*** Records for this task ***

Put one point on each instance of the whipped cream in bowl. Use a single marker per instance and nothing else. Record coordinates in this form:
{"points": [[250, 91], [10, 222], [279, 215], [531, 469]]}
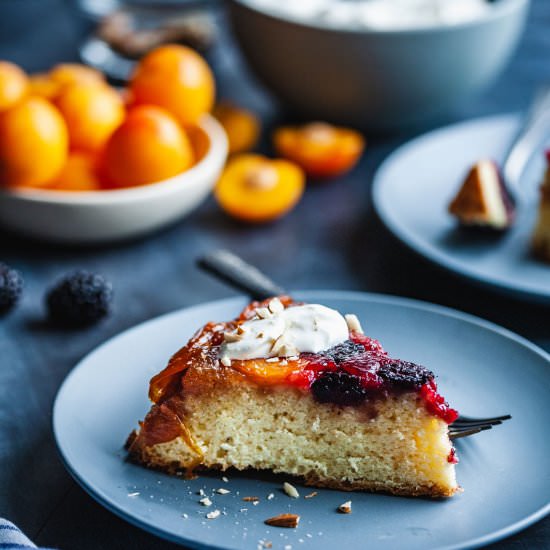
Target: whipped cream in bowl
{"points": [[277, 331]]}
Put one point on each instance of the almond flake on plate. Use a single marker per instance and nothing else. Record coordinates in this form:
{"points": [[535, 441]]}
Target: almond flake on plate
{"points": [[290, 490]]}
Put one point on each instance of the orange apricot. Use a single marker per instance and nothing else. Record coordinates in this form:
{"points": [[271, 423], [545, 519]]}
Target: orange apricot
{"points": [[255, 189], [321, 149], [75, 73], [33, 143], [92, 113], [13, 84], [267, 374], [241, 126], [41, 85], [147, 147], [78, 174], [176, 78]]}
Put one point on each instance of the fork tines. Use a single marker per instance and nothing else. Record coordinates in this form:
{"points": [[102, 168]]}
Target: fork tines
{"points": [[465, 426]]}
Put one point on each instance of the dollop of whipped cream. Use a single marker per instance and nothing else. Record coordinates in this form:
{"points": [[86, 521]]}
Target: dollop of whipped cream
{"points": [[279, 332]]}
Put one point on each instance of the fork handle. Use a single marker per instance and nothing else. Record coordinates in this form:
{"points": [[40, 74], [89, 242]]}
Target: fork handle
{"points": [[232, 269]]}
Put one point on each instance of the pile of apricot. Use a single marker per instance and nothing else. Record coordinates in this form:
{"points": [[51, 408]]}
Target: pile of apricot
{"points": [[67, 129]]}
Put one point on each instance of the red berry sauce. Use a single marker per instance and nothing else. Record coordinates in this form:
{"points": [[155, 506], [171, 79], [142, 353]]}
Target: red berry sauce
{"points": [[362, 364], [452, 458]]}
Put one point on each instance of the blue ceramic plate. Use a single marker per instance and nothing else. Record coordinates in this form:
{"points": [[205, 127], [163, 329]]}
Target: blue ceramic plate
{"points": [[416, 183], [482, 369]]}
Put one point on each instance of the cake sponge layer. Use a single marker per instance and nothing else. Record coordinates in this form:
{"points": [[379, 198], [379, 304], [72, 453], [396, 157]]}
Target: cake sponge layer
{"points": [[392, 444]]}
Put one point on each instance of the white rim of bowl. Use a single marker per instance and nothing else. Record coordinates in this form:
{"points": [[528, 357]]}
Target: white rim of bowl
{"points": [[217, 152], [499, 9]]}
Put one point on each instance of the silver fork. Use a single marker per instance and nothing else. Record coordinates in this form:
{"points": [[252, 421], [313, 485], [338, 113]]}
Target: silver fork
{"points": [[464, 426], [533, 130], [233, 270]]}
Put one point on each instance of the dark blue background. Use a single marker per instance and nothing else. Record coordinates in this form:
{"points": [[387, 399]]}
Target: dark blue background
{"points": [[331, 240]]}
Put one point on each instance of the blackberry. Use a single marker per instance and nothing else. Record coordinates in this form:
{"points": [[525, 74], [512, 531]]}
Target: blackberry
{"points": [[343, 352], [340, 388], [11, 287], [404, 374], [79, 299]]}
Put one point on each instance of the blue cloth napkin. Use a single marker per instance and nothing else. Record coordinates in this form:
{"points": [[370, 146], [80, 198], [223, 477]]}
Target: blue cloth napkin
{"points": [[11, 538]]}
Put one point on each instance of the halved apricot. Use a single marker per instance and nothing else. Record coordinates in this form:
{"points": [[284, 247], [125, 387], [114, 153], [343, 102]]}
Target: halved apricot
{"points": [[256, 189], [267, 373], [321, 149]]}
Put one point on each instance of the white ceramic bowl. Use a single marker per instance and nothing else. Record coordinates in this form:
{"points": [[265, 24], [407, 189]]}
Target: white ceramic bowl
{"points": [[381, 79], [103, 216]]}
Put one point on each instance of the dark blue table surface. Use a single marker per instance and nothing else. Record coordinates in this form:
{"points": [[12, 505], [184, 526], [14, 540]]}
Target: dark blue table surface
{"points": [[331, 240]]}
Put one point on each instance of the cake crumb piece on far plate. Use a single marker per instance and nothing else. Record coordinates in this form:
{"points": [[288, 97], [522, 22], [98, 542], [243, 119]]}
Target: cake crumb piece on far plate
{"points": [[284, 520], [290, 490]]}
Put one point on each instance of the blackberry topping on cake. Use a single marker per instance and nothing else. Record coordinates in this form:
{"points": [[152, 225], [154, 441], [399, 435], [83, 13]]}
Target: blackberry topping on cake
{"points": [[345, 351], [11, 288], [483, 200], [298, 389], [405, 374]]}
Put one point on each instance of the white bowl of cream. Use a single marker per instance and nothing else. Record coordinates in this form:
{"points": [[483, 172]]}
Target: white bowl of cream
{"points": [[376, 64]]}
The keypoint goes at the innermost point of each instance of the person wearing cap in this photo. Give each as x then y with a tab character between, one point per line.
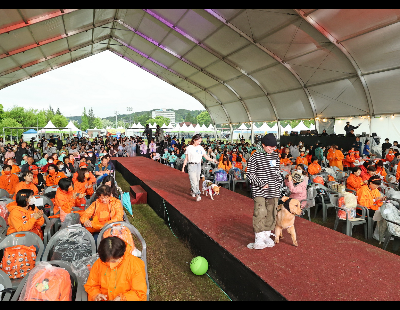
266	181
8	180
385	146
27	183
348	128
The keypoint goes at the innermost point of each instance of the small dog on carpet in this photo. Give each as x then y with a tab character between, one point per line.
209	188
285	218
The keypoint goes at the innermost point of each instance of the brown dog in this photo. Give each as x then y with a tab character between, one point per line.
285	218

***

Problem to solve:
Can you render every line of the items above as a Markdown table, with columns named Row and Line and a row number next to each line? Skip blank lines and leave the pictures out.

Written response:
| Row | Line |
|---|---|
| 1 | Put one point on each instance of the whipped cream in bowl. Use a single marker per instance and nothing else. Record coordinates in this form: |
| 2 | {"points": [[250, 91], [10, 222], [279, 215], [531, 469]]} |
| 3 | Target: whipped cream in bowl |
| 4 | {"points": [[277, 331]]} |
| 5 | Put one point on each instance of the almond flake on plate. Use a single marker per instance and nothing else. Record coordinates in this form: |
| 6 | {"points": [[535, 441]]} |
| 7 | Target: almond flake on plate |
| 8 | {"points": [[290, 490]]} |
| 9 | Put one point on each instance of the orange apricot. Use a single marker per instance and nothing else. Record coordinates in this form: |
| 10 | {"points": [[271, 423], [545, 519]]} |
| 11 | Target: orange apricot |
| 12 | {"points": [[255, 189], [321, 149], [75, 73], [33, 143], [92, 113], [13, 84], [267, 374], [241, 126], [41, 85], [147, 147], [78, 174], [176, 78]]} |
| 13 | Put one point on each instance of the fork tines. Use a single marker per instance and nothing else. Record coordinates in this form: |
| 14 | {"points": [[102, 168]]} |
| 15 | Target: fork tines |
| 16 | {"points": [[465, 426]]} |
| 17 | Put one point on each instance of the dollop of whipped cream. Use a single marker per instance and nothing else. Record coordinates in this form: |
| 18 | {"points": [[86, 521]]} |
| 19 | Target: dollop of whipped cream |
| 20 | {"points": [[279, 332]]} |
| 21 | Put one point on each instance of the fork handle. Use a single marker per instance and nothing else. Record coordinates in this form: |
| 22 | {"points": [[40, 74], [89, 242]]} |
| 23 | Target: fork handle |
| 24 | {"points": [[232, 269]]} |
| 25 | Put one point on each instance of the pile of apricot. Use a single marker per instance and nothing else. Record coordinates in this form: |
| 26 | {"points": [[51, 408]]} |
| 27 | Target: pile of apricot |
| 28 | {"points": [[67, 129]]} |
| 29 | Put one point on each instance of the red berry sauce. Use a single marker per instance and nothing else. Record coordinates in this form: |
| 30 | {"points": [[155, 506], [171, 79], [142, 353]]} |
| 31 | Target: red berry sauce |
| 32 | {"points": [[362, 364], [452, 458]]} |
| 33 | Put one point on each instance of the blue ceramic plate. Use a single marker per instance and nothing else. Record coordinates in this form: |
| 34 | {"points": [[205, 127], [163, 329]]} |
| 35 | Target: blue ceramic plate |
| 36 | {"points": [[416, 183], [482, 369]]} |
| 37 | Put one point on each instance of the cake sponge layer. Use a single marker per instance and nothing else. Record coordinates in this form: |
| 38 | {"points": [[379, 198], [379, 304], [72, 453], [396, 157]]} |
| 39 | Target: cake sponge layer |
| 40 | {"points": [[392, 444]]} |
| 41 | Put one point on each instance of the white rim of bowl. Use a single marker per instance and nothing else. Record coordinates in this form: |
| 42 | {"points": [[528, 357]]} |
| 43 | Target: white rim of bowl |
| 44 | {"points": [[217, 152], [499, 9]]} |
| 45 | Put one point on each instance of the silver fork. Use a single marker per instance and nothing else. Record coordinates in this form: |
| 46 | {"points": [[252, 421], [313, 485], [338, 113]]} |
| 47 | Target: silver fork |
| 48 | {"points": [[464, 426], [533, 130], [233, 270]]} |
| 49 | Put one point on each instance of the dark blue background. Use a single marker per instance and nothing else. Record coordinates in this form: |
| 50 | {"points": [[387, 399]]} |
| 51 | Target: dark blue background |
| 52 | {"points": [[331, 240]]} |
| 53 | Put one point on each instance of the blackberry. Use a single marker per instance and nothing else. Record coordinates in this form: |
| 54 | {"points": [[525, 74], [512, 531]]} |
| 55 | Target: blackberry |
| 56 | {"points": [[343, 352], [340, 388], [11, 287], [404, 374], [79, 299]]} |
| 57 | Put one point on each instance of the blue cloth napkin. Use a single marker per instance and nothing else. Record coordinates in this form: |
| 58 | {"points": [[370, 146], [80, 198], [223, 477]]} |
| 59 | Target: blue cloth napkin |
| 60 | {"points": [[11, 538]]} |
| 61 | Put one point on each instance of the halved apricot. Use a single marker per instance and nothing else. Record coordinates in this form: |
| 62 | {"points": [[284, 247], [125, 387], [114, 153], [343, 102]]} |
| 63 | Target: halved apricot |
| 64 | {"points": [[256, 189], [267, 373], [321, 149]]} |
| 65 | Put one point on each instance of the white ceramic bowl. Use a single marker per instance and nothing else. Record coordinates in this form: |
| 66 | {"points": [[265, 24], [407, 189]]} |
| 67 | Target: white ceramic bowl |
| 68 | {"points": [[381, 79], [103, 216]]} |
| 69 | Put one point on each instance of the dark blue table surface. Use a single marker per instance and nothing else. Record coordinates in this form: |
| 70 | {"points": [[12, 505], [184, 526], [14, 540]]} |
| 71 | Target: dark blue table surface |
| 72 | {"points": [[331, 240]]} |
| 73 | Put one point on each instance of the cake crumb piece on far plate. Use a single marker per instance and nothing else. Record coordinates in this form: |
| 74 | {"points": [[288, 97], [522, 22], [98, 542], [243, 119]]} |
| 75 | Target: cake crumb piece on far plate |
| 76 | {"points": [[284, 520], [290, 490]]} |
| 77 | Put one point on each instance of the blackberry topping on cake. Use a single marker per instance and nothing else. Record coordinates in this form: |
| 78 | {"points": [[152, 225], [154, 441], [399, 435], [83, 13]]} |
| 79 | Target: blackberry topping on cake |
| 80 | {"points": [[345, 351], [11, 288], [483, 200], [298, 389], [405, 374]]} |
| 81 | Put one point on each instance of the white bowl of cream. Use a single marker per instance and nothing else. Record coordinates in this form: |
| 82 | {"points": [[483, 172]]} |
| 83 | Target: white bowl of cream |
| 84 | {"points": [[376, 64]]} |
| 85 | The keypoint goes at the innermost point of each instance of the person wearing cap in this photo. Give each as x then y with a tab character between, one point per line. |
| 86 | 266	181 |
| 87 | 8	180 |
| 88 | 385	146 |
| 89 | 27	183 |
| 90 | 348	128 |
| 91 | The keypoint goes at the innermost point of each instance of the small dog on carpet in this photo. Give each as x then y with a tab character between, one point per line. |
| 92 | 209	188 |
| 93 | 285	218 |
| 94 | The keypoint goes at the innermost point of each instance of the brown dog in this photo. Give each as x then y with a tab character between, one point per line. |
| 95 | 285	218 |